Pure ψ-Class Intersection Numbers

• Pure ψ-class intersection numbers are fundamental invariants capturing the intersection theory of tautological cotangent line classes in the Deligne–Mumford moduli space.
• The methodology employs matrix–resolvent formalism and asymptotic analysis to derive explicit generating series and polynomial corrections for these invariants.
• Applications extend to computing Weil–Petersson volumes and bridging algebraic geometry with mathematical physics through topological recursion and integrable systems.

Pure $\psi$-class intersection numbers are fundamental invariants associated with the geometry of the Deligne–Mumford moduli space of stable curves $\overline{\mathcal{M}}_{g,n}$. They encode the intersection theory of tautological cotangent line classes at marked points, providing the primary coefficients of the KdV hierarchy’s solution and furnishing key data for enumerative geometry, mathematical physics, and the study of large-genus moduli spaces. The explicit computation, asymptotic analysis, and combinatorial structure of these intersection numbers reveal deep connections with integrable systems and topological recursion.

++++++++++++++++++++

TASKS TO CARRY OUT:
(1) Reproduce the passage on pure ψ-class intersection numbers, everything from "Pure $\psi$-class intersection" down to "and topological recursion.".
(2) Convert the stretch of the listing below, everything from the line containing "the <item>cheetah eye</item>" down to the line containing "M 274 326 L", into a numbered list with blank lines omitted.

++++++++++++++++++++

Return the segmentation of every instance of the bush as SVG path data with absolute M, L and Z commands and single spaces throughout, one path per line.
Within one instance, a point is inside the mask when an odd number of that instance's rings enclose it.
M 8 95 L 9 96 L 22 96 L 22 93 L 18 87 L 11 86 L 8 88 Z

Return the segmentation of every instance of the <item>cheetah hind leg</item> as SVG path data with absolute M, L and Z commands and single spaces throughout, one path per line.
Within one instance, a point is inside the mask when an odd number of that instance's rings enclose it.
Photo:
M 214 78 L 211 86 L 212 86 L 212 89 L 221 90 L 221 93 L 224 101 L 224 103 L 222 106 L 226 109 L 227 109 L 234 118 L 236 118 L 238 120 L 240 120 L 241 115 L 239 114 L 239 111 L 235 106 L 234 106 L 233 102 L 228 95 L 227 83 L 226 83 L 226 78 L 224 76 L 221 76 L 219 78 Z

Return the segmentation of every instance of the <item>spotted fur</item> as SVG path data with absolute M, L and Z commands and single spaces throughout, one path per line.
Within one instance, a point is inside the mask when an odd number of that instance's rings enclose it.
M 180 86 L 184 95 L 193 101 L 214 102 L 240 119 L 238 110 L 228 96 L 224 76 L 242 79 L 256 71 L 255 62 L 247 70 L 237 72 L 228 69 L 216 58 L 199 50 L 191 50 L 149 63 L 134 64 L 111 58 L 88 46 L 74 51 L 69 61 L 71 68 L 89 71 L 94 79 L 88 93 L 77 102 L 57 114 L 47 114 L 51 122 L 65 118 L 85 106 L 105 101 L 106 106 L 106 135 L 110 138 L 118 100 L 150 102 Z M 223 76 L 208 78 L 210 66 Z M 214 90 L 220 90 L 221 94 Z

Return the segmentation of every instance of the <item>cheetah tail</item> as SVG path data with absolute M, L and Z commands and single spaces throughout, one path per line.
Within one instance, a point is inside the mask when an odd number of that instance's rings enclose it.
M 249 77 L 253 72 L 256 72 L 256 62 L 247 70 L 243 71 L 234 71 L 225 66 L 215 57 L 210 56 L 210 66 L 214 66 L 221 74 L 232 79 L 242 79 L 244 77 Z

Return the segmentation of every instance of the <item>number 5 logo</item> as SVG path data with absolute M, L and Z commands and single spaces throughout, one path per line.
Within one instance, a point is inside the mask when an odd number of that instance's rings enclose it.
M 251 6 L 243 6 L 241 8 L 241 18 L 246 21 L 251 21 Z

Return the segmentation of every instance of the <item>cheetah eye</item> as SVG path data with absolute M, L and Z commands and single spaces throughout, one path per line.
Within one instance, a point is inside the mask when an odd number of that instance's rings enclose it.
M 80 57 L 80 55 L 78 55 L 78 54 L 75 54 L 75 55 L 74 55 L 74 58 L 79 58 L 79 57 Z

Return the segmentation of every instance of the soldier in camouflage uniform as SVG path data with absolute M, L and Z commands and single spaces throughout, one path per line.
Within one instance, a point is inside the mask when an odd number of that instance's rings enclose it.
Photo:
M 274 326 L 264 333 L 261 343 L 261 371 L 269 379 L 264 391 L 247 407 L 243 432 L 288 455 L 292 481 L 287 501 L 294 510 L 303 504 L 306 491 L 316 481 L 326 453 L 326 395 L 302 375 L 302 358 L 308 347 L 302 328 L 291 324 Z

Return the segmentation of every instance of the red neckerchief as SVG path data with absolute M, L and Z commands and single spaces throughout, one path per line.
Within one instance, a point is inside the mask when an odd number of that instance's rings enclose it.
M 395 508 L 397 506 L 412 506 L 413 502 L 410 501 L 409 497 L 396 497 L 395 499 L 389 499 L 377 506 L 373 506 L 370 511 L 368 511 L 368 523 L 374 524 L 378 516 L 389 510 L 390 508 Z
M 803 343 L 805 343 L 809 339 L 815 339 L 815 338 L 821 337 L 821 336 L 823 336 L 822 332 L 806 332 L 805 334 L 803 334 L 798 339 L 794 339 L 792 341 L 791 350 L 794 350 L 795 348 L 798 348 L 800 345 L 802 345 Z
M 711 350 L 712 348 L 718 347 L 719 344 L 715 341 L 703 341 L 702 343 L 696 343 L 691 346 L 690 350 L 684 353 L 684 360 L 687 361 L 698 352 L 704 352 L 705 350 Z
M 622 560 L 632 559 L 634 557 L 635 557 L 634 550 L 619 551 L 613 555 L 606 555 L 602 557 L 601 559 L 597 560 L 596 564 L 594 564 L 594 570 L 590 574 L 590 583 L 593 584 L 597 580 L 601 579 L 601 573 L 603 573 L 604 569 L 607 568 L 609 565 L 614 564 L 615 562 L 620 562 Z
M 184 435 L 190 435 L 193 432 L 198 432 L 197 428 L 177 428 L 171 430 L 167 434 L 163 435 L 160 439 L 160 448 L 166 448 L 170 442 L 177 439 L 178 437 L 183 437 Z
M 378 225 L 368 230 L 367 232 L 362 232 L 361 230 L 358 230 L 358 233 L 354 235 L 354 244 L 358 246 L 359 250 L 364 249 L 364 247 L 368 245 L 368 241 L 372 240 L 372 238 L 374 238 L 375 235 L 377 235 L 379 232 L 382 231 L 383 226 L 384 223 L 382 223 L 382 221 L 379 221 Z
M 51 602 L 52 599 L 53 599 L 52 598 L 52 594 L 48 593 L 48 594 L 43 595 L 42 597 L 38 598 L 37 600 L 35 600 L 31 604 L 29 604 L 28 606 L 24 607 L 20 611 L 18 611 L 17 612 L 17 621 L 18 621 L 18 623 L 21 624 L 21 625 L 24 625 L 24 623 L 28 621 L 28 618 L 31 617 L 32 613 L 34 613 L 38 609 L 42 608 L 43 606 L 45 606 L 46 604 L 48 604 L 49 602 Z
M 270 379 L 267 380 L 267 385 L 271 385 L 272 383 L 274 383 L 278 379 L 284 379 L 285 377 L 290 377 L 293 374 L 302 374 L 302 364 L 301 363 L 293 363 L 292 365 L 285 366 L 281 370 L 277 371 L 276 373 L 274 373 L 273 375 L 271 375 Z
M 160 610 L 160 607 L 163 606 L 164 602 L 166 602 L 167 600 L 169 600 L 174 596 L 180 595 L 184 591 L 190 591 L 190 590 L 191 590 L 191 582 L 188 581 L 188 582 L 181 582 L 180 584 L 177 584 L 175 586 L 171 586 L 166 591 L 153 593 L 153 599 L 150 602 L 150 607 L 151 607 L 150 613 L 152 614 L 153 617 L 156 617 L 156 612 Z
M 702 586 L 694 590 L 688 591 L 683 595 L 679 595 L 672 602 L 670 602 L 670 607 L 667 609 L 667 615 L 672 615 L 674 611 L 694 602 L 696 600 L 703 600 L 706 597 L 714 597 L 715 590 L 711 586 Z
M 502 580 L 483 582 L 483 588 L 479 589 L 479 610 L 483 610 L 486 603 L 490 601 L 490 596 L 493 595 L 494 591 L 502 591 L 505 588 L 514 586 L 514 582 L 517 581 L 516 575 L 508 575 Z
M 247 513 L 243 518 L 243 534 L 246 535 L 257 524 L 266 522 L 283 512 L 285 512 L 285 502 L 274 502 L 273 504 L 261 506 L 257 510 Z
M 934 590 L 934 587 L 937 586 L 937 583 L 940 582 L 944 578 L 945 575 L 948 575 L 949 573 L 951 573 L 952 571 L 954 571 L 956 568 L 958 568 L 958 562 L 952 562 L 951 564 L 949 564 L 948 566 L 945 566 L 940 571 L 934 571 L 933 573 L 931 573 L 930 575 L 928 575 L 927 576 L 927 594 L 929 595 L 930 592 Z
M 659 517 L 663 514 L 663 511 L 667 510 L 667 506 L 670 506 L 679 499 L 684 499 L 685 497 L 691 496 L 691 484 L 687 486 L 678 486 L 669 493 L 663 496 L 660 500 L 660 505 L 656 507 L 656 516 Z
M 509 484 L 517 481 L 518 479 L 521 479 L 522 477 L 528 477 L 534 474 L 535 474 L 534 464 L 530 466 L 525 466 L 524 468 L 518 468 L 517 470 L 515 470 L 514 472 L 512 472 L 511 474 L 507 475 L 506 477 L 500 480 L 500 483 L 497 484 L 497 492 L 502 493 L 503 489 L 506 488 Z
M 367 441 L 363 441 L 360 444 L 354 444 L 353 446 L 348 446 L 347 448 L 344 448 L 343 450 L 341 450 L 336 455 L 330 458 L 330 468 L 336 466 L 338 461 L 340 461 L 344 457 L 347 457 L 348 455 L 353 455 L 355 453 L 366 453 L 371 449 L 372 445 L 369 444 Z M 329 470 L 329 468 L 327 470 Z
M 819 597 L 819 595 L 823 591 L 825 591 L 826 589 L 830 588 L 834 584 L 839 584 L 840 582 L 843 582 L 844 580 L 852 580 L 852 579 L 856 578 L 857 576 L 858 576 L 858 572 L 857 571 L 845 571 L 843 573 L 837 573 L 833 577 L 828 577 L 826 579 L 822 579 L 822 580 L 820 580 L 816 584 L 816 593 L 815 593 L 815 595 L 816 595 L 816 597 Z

++++++++++++++++++++

IN RESPONSE:
(1)
Pure $\psi$-class intersection numbers are fundamental invariants associated with the geometry of the Deligne–Mumford moduli space of stable curves $\overline{\mathcal{M}}_{g,n}$. They encode the intersection theory of tautological cotangent line classes at marked points, providing the primary coefficients of the KdV hierarchy’s solution and furnishing key data for enumerative geometry, mathematical physics, and the study of large-genus moduli spaces. The explicit computation, asymptotic analysis, and combinatorial structure of these intersection numbers reveal deep connections with integrable systems and topological recursion.

(2)
1. Return the segmentation of every instance of the <item>cheetah eye</item> as SVG path data with absolute M, L and Z commands and single spaces throughout, one path per line.
2. Within one instance, a point is inside the mask when an odd number of that instance's rings enclose it.
3. M 80 57 L 80 55 L 78 55 L 78 54 L 75 54 L 75 55 L 74 55 L 74 58 L 79 58 L 79 57 Z
4. Return the segmentation of every instance of the soldier in camouflage uniform as SVG path data with absolute M, L and Z commands and single spaces throughout, one path per line.
5. Within one instance, a point is inside the mask when an odd number of that instance's rings enclose it.
6. Photo:
7. M 274 326 L 264 333 L 261 343 L 261 371 L 269 379 L 264 391 L 247 407 L 243 432 L 288 455 L 292 481 L 287 501 L 294 510 L 303 504 L 306 491 L 316 481 L 326 453 L 326 395 L 302 375 L 302 358 L 308 347 L 302 328 L 291 324 Z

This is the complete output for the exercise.